### EXERCISE MATERIALS:
■ ■ ■ ■ ■ ■ ■
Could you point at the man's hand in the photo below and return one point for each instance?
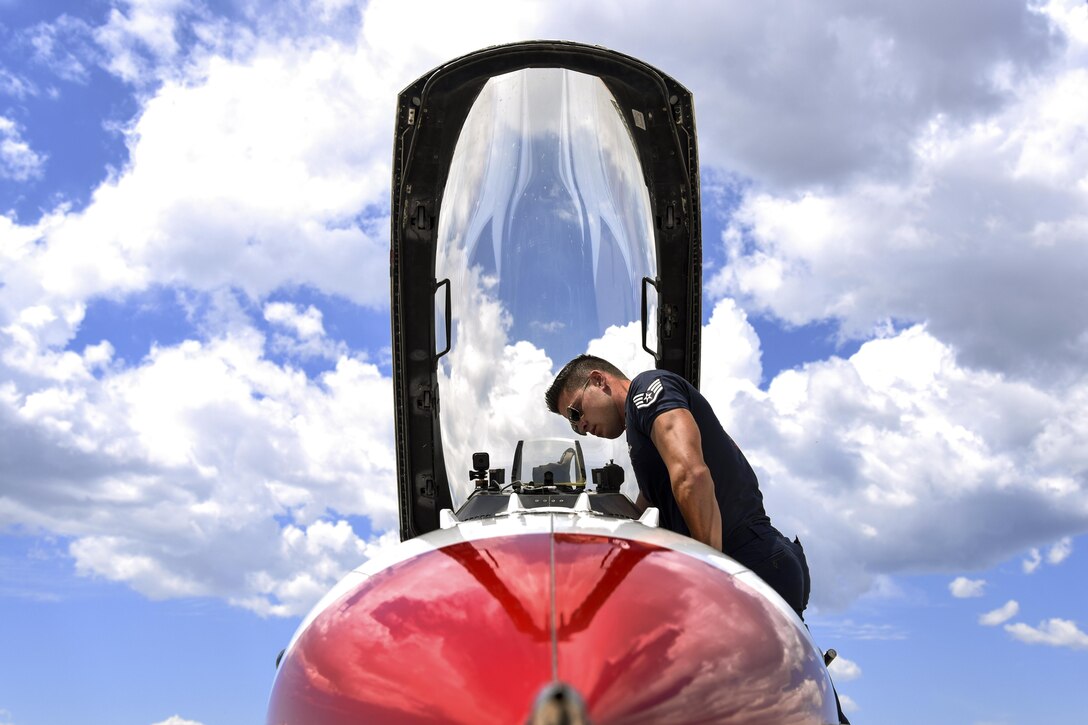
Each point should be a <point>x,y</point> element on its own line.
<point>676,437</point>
■ ■ ■ ■ ■ ■ ■
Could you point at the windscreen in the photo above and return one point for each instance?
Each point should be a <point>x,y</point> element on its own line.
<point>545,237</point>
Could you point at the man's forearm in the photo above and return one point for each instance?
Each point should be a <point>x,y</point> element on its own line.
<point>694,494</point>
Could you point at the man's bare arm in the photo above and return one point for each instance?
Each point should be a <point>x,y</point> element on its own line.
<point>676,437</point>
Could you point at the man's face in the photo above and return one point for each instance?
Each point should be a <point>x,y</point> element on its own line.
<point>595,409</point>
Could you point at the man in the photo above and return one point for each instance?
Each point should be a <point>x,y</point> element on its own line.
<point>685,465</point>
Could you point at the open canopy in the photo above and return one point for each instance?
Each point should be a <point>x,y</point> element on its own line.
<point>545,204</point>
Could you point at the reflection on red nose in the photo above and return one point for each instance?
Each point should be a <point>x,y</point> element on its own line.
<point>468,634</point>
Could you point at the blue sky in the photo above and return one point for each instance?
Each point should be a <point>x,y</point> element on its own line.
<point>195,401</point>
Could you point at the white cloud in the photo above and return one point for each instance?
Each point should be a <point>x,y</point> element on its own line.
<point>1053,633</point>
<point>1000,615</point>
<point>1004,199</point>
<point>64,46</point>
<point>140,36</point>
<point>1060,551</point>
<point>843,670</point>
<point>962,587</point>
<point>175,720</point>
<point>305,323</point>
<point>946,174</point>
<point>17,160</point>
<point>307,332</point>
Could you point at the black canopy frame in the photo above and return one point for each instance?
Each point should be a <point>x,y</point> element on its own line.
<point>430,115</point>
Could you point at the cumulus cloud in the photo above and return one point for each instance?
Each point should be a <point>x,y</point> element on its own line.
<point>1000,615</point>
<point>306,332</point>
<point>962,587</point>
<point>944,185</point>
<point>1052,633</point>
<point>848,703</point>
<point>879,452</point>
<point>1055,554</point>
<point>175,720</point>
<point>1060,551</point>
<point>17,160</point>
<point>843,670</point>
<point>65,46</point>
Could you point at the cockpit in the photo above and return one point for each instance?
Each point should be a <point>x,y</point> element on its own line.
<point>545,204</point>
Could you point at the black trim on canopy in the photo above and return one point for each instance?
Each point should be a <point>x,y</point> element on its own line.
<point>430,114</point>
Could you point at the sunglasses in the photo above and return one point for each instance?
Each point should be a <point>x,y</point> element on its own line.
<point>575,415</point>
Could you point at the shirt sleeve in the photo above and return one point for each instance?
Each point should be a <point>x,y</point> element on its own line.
■ ■ ■ ■ ■ ■ ■
### DO THIS:
Pull out and copy every line in the records above that contains the string "black". Case counts.

### TASK RESPONSE:
Could you point at the black canopy frame in the photo above and return one point for each instance?
Could you point at the black trim on canopy in the photo above and return one point for each instance?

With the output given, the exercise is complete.